PROBLEM DETAILS: Rewrite the records below, replacing "coordinate pair" with "coordinate position" wherever it occurs and leaving everything else unchanged.
— Start ENTRIES —
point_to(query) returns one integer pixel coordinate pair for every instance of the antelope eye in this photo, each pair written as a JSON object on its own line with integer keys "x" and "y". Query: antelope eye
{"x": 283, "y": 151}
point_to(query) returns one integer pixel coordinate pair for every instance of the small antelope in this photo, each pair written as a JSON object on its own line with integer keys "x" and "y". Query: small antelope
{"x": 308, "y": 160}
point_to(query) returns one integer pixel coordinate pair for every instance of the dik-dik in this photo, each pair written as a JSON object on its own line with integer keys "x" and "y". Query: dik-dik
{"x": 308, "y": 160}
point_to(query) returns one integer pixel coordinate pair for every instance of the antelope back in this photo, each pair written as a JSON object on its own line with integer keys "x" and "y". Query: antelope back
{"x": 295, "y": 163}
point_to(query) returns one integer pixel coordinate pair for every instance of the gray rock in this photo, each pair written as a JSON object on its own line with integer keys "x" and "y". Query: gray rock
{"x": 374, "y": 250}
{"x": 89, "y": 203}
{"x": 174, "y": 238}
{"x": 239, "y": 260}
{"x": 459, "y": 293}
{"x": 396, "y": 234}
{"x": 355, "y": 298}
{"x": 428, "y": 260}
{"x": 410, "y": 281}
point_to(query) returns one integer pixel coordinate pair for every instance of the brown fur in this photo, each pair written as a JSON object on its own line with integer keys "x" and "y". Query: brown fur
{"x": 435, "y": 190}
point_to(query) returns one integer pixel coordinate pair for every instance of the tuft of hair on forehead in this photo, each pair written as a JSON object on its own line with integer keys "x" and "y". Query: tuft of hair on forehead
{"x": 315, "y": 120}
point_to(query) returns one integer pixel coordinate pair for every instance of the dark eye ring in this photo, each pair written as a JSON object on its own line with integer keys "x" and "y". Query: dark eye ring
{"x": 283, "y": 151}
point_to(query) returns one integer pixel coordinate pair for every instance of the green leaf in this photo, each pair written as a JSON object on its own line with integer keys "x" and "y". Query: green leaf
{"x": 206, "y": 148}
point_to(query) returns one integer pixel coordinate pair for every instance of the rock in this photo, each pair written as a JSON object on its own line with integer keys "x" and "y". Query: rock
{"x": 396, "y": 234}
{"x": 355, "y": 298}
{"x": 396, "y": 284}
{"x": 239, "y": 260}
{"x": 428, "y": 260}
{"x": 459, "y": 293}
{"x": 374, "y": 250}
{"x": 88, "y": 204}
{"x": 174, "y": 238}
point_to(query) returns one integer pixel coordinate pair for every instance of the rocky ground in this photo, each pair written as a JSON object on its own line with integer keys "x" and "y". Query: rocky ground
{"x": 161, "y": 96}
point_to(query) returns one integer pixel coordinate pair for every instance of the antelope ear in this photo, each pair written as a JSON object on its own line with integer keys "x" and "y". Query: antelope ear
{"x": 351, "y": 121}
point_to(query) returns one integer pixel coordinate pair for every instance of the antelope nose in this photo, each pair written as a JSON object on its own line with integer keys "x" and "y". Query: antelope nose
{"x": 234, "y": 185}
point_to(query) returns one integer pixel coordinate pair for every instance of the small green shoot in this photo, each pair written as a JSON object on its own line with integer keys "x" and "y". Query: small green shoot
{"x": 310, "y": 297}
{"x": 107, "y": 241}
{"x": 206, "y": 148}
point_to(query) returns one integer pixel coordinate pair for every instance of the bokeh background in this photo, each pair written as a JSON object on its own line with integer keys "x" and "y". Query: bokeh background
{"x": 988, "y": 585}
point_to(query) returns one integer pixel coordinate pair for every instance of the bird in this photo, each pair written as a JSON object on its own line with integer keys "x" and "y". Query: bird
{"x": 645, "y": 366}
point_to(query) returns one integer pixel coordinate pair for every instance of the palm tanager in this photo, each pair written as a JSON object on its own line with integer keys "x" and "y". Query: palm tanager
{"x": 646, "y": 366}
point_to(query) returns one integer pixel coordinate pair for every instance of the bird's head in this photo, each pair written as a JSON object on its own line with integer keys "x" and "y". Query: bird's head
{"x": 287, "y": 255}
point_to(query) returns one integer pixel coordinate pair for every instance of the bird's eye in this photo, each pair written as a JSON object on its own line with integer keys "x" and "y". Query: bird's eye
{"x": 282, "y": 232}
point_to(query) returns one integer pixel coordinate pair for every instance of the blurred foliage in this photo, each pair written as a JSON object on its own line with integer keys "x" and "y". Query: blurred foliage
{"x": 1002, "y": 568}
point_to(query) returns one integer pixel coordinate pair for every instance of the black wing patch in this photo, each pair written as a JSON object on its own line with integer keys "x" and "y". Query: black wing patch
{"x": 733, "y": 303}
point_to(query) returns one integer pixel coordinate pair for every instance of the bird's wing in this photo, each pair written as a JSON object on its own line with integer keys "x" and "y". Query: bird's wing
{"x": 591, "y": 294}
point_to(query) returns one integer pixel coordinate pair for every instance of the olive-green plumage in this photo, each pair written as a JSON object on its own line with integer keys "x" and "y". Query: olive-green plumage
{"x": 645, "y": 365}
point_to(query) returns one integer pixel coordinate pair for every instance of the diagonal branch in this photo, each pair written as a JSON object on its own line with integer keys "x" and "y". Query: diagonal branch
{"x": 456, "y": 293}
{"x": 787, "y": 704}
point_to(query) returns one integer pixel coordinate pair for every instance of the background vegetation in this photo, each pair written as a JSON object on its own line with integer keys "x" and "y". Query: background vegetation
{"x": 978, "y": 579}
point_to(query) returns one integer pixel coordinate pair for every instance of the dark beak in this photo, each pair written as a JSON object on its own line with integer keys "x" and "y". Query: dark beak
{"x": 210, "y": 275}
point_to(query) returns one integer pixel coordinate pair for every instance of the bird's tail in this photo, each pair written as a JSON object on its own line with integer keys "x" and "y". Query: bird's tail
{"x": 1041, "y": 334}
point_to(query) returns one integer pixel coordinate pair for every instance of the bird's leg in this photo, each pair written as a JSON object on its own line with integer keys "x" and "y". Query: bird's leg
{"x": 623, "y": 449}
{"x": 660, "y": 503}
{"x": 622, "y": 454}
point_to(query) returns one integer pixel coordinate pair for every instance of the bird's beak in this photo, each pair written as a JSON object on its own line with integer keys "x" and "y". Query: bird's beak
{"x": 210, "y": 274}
— End ENTRIES —
RESULT OF THE EXERCISE:
point_to(query) returns one integer pixel coordinate position for every instance of the antelope eye in this photo, each pair written as a JSON object on its own line with integer keys "x" and "y". Query: antelope eye
{"x": 283, "y": 151}
point_to(query) returns one integer pixel coordinate position for every instance of the small antelope in this photo, each pair written as a JSON object on its own line with integer keys "x" and "y". Query: small antelope
{"x": 308, "y": 160}
point_to(query) returns one integer pixel coordinate position for every instance of the dik-dik in this photo, each pair written as a JSON object on its own line with integer keys "x" and "y". Query: dik-dik
{"x": 308, "y": 160}
point_to(query) returns one integer pixel coordinate position for every instance of the antelope back in this photo, each pair written as a JSON object on its own line with integer keys "x" and "y". Query: antelope back
{"x": 295, "y": 163}
point_to(query) returns one integer pixel coordinate position for every instance of the gray rock in this photo, each pair written as a JSON object on its own line with integer keys "x" and "y". Query: gray rock
{"x": 374, "y": 250}
{"x": 89, "y": 203}
{"x": 174, "y": 238}
{"x": 239, "y": 260}
{"x": 459, "y": 293}
{"x": 396, "y": 234}
{"x": 355, "y": 298}
{"x": 428, "y": 260}
{"x": 410, "y": 281}
point_to(query) returns one integer pixel coordinate position for every instance of the brown fur in this photo, each pair written as a JSON object on its own line with integer keys "x" and "y". Query: brown fur
{"x": 435, "y": 190}
point_to(query) returns one integer pixel coordinate position for every instance of the tuft of hair on forehead in this photo, each pair written as a JSON object on its own line with integer keys "x" and "y". Query: tuft of hair on forehead
{"x": 315, "y": 120}
point_to(query) returns one integer pixel coordinate position for every instance of the dark eye ring in this photo, each pair written as a JSON object on its own line with integer keys "x" and "y". Query: dark eye ring
{"x": 283, "y": 151}
point_to(query) returns one integer pixel coordinate position for every instance of the green leaf in this photo, each pair written as a JSON object on its own line with integer keys "x" and "y". Query: green leaf
{"x": 206, "y": 148}
point_to(query) returns one integer pixel coordinate position for every instance of the rock in this photo, each pair written as a JSON object on its own line with integer keys "x" and "y". Query: rock
{"x": 396, "y": 234}
{"x": 355, "y": 298}
{"x": 396, "y": 284}
{"x": 239, "y": 260}
{"x": 428, "y": 260}
{"x": 459, "y": 293}
{"x": 374, "y": 250}
{"x": 88, "y": 204}
{"x": 174, "y": 238}
point_to(query) returns one integer pixel coordinate position for every instance of the rocky ground in this photo, each pair written as a JSON object on its own line with integer keys "x" and "y". Query: rocky ground
{"x": 161, "y": 96}
point_to(query) returns one integer pixel coordinate position for every instance of the antelope ear in this photo, each pair written as a JSON object on its own line with integer keys "x" and "y". Query: antelope ear
{"x": 351, "y": 121}
point_to(query) returns one integer pixel coordinate position for every instance of the antelope nose in this photo, each pair written as a JSON object on its own line with integer keys "x" and "y". Query: antelope nose
{"x": 234, "y": 185}
point_to(query) returns one integer pixel coordinate position for every instance of the small green shoot in this photo, each pair written as a JSON object on its own line with integer keys "x" and "y". Query: small green shoot
{"x": 310, "y": 297}
{"x": 107, "y": 241}
{"x": 206, "y": 148}
point_to(query) returns one integer pixel coordinate position for every instance of the bokeh background in this photo, each pair written as a JSON object on its own line with integer keys "x" and "y". Query: bokeh background
{"x": 988, "y": 585}
point_to(query) returns one integer pixel coordinate position for every instance of the bird in this photo, each pair written as a JSON object on its own line with integer keys "x" and "y". Query: bird
{"x": 645, "y": 366}
point_to(query) returns one integer pixel coordinate position for every instance of the palm tanager in this photo, each pair written as a JSON object on its own line with integer keys "x" and "y". Query: palm tanager
{"x": 646, "y": 366}
point_to(query) returns one integer pixel coordinate position for every instance of the bird's head in this photo, each pair written as a JSON object on its own line with integer keys "x" and "y". Query: bird's head
{"x": 287, "y": 255}
point_to(query) returns one integer pixel coordinate position for every instance of the bird's eye in this photo, each pair written as a JSON object on its own line with integer keys "x" and "y". Query: bird's eye
{"x": 282, "y": 232}
point_to(query) returns one integer pixel coordinate position for every instance of the blurred foliage in this photo, each pair written as a JSON object on its own line with integer keys "x" and "y". Query: blurred foliage
{"x": 1002, "y": 568}
point_to(query) returns one integer pixel coordinate position for every instance of the black wing patch in this photo, each pair written as a JSON object on its own line with integer keys "x" and "y". Query: black wing patch
{"x": 733, "y": 303}
point_to(query) returns one integer pixel coordinate position for every instance of the bird's wing in this photo, each pair written as a JSON object on its own line with integer keys "x" and "y". Query: bird's wing
{"x": 591, "y": 294}
point_to(query) returns one integer pixel coordinate position for every instance of the olive-green plumage in this photo, each pair written as a JSON object on its own line with integer keys "x" and "y". Query: olive-green plumage
{"x": 645, "y": 365}
point_to(query) returns one integer pixel coordinate position for every instance of the diagonal branch in this photo, each pair written as a JSON object on its own line with integer keys "x" and "y". Query: diagonal branch
{"x": 456, "y": 293}
{"x": 787, "y": 704}
point_to(query) returns one integer pixel coordinate position for every instance of the background vegetation in this photo, each pair written as a JSON object on its own line with integer keys "x" and "y". Query: background vegetation
{"x": 978, "y": 579}
point_to(query) returns one integer pixel coordinate position for every instance of the dark beak in this photo, each pair written as a JSON object on its own line with integer keys "x" and "y". Query: dark beak
{"x": 210, "y": 275}
point_to(query) returns one integer pixel coordinate position for every instance of the bird's tail in this photo, each pair written as a JSON object on its own line with integer keys "x" and "y". Query: bird's tail
{"x": 1041, "y": 334}
point_to(query) returns one integer pixel coordinate position for every instance of the bird's leg in this photo, each pair written as a JSON object on its own line with integer keys "x" and "y". Query: bird's leg
{"x": 623, "y": 449}
{"x": 660, "y": 503}
{"x": 622, "y": 454}
point_to(query) returns one integer pixel coordinate position for every instance of the bird's beak in this photo, each pair written as a JSON object on its own line with integer keys "x" and "y". Query: bird's beak
{"x": 210, "y": 274}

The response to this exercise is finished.